** Dataset content follows **

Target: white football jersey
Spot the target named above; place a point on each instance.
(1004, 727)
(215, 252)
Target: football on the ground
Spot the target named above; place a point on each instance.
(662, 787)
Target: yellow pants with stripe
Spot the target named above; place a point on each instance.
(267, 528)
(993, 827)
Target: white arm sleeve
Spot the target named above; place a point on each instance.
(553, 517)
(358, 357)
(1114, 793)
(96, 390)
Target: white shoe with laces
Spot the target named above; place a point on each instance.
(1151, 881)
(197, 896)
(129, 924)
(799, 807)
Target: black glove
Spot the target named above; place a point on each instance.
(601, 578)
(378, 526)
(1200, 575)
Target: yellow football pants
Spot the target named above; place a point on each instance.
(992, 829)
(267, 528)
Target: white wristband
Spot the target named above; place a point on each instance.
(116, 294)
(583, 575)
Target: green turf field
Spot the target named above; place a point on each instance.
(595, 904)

** End of Dataset content **
** Dataset content follows **

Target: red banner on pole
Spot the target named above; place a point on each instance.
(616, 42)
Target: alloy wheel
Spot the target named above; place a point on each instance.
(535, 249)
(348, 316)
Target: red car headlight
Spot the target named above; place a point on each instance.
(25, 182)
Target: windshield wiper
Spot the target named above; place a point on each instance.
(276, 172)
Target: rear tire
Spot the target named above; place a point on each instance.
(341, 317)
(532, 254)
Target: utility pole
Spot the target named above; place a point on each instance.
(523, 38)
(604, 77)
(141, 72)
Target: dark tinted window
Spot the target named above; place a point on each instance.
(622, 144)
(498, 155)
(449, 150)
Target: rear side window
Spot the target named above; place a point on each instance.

** End of Dataset content **

**Task prompt:**
Going back to the entries above, set down exactly the lines that begin at the one with "Target: white football jersey" and end at the one with "Target: white arm sleeve", both included, and nothing else.

**Your solution:**
Target: white football jersey
Spot the target named above; place a point on each instance.
(1004, 727)
(215, 252)
Target: football on the ground
Spot the target named above; place a point on each instance.
(662, 787)
Target: yellow pants with stripe
Spot the target named above; place a point on each instance.
(267, 528)
(993, 827)
Target: white arm sleeve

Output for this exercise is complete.